What this task involves - Please copy out all lines of the entries that contain the word "below".

Dataset entries:
*** Begin section ***
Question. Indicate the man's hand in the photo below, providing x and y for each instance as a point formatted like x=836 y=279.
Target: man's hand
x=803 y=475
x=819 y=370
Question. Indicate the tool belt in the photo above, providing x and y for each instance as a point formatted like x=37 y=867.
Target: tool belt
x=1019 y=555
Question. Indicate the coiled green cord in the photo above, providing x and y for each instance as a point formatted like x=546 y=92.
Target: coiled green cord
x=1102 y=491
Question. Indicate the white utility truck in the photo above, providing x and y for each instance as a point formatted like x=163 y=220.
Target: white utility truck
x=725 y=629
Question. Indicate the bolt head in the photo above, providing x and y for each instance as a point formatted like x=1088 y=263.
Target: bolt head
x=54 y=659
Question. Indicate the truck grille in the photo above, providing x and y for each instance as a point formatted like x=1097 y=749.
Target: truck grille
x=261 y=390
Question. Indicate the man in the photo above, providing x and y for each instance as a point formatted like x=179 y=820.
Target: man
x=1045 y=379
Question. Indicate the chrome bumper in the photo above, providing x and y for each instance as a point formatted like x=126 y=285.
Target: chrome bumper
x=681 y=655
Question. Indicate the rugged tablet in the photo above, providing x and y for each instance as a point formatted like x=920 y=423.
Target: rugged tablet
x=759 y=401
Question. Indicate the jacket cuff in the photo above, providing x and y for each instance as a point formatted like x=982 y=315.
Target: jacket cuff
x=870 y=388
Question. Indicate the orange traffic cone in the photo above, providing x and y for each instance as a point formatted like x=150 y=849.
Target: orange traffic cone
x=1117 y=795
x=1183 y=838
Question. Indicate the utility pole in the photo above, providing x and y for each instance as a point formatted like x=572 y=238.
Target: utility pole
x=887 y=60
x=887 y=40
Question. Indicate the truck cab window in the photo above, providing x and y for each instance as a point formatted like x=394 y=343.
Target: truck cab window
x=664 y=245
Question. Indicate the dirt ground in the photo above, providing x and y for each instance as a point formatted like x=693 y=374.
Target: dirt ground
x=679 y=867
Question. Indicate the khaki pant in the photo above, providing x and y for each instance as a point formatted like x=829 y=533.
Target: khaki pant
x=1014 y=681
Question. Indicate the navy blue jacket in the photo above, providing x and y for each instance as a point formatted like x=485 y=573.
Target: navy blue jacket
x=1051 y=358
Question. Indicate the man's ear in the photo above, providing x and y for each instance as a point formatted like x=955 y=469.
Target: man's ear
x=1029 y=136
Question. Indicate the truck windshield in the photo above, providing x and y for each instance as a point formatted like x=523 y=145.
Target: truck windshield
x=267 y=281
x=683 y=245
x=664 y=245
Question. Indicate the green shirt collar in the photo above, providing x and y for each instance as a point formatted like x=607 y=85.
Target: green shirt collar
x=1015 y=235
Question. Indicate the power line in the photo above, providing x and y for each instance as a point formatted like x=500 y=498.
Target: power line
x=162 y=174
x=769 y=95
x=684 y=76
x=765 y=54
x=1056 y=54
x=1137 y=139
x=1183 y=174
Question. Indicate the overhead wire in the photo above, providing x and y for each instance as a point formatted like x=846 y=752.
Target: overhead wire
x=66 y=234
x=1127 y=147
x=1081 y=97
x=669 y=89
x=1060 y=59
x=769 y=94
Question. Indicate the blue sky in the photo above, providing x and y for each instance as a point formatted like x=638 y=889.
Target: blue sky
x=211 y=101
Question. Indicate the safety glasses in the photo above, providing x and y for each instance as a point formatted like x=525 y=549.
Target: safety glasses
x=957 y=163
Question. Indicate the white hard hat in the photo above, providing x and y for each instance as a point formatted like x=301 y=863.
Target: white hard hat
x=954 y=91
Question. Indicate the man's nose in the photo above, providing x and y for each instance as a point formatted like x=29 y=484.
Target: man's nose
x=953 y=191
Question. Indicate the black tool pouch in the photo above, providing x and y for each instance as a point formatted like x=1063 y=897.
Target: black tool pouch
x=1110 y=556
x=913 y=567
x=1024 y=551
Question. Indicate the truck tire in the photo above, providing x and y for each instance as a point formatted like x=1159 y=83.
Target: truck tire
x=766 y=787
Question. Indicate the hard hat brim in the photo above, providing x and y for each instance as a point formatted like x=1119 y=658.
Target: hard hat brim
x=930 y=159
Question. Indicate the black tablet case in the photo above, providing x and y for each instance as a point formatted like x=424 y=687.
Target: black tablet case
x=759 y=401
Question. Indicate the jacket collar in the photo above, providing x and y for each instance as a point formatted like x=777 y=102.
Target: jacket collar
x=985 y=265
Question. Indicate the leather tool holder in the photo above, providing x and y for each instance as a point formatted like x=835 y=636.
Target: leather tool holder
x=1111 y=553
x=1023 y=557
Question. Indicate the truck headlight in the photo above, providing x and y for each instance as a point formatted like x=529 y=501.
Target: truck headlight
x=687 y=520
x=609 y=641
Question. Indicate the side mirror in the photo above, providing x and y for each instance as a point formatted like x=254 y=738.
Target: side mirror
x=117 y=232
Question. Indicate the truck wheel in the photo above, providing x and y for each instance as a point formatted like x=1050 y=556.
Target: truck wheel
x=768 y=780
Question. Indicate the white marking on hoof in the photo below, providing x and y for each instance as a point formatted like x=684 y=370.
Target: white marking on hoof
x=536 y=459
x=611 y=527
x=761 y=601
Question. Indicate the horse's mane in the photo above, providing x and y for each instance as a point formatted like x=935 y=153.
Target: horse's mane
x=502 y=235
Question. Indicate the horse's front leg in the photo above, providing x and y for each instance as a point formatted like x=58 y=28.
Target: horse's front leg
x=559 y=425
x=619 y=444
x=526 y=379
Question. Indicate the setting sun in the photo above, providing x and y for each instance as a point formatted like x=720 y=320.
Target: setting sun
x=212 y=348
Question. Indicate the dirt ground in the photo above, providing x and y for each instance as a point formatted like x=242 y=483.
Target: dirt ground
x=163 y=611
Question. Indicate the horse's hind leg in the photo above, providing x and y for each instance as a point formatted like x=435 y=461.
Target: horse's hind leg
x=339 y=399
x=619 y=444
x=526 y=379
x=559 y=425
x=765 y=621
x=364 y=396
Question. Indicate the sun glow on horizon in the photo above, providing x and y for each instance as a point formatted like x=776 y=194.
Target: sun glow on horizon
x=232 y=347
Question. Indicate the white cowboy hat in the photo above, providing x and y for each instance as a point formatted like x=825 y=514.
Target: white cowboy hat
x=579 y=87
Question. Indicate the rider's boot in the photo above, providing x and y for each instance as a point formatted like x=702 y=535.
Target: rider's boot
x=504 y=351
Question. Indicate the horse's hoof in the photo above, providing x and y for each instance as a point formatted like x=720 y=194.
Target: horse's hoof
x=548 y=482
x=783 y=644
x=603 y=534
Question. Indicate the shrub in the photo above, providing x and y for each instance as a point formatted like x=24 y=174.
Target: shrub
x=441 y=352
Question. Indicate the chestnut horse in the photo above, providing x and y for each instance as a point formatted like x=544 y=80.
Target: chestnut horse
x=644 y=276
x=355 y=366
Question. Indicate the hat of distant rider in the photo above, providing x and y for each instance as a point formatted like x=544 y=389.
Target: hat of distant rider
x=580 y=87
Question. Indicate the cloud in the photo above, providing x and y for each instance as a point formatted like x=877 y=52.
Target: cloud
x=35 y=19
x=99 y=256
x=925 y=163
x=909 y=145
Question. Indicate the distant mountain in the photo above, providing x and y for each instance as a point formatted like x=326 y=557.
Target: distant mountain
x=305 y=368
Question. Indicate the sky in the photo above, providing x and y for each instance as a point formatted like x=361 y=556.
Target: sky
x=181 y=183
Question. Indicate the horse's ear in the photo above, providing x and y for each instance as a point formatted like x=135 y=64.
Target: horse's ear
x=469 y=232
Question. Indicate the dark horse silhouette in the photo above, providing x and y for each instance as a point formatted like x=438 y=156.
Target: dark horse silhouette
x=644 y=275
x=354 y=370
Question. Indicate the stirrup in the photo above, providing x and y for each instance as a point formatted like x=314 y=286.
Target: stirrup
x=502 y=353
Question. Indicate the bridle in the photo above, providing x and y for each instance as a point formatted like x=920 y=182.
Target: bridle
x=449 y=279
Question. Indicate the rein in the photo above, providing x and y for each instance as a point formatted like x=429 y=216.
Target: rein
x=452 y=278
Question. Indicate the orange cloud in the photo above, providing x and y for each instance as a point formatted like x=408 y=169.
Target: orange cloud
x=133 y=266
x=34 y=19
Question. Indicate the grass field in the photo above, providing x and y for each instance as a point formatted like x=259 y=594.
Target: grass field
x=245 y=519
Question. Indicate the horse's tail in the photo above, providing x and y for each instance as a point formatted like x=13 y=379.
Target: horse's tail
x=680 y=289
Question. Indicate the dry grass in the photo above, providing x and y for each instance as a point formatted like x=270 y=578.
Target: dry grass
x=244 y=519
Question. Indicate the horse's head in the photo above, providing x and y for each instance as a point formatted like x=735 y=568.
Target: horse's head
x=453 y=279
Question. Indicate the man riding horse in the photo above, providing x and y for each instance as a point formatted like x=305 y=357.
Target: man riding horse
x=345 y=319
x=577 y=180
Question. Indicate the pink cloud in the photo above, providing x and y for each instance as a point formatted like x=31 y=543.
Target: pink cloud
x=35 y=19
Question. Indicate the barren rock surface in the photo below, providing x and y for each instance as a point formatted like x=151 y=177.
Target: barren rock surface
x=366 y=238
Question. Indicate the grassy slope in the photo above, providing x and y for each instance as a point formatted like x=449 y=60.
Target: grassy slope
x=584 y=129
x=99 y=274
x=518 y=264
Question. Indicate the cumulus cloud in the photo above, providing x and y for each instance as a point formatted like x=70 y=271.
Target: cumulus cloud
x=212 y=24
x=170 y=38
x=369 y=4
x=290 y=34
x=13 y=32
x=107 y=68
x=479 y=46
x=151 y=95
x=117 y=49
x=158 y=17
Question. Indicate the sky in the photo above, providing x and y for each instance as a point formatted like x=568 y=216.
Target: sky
*** End section ***
Exercise output -
Question. Indicate the man's hand in the photo below, providing x and y for each instance as a point formatted like x=836 y=279.
Question. Indicate the white marking on hoof in the photo below, providing x and y for each instance as a point formatted like x=684 y=370.
Question. Indicate the barren rock surface in the photo below, providing x and y for each instance as a point formatted like x=151 y=177.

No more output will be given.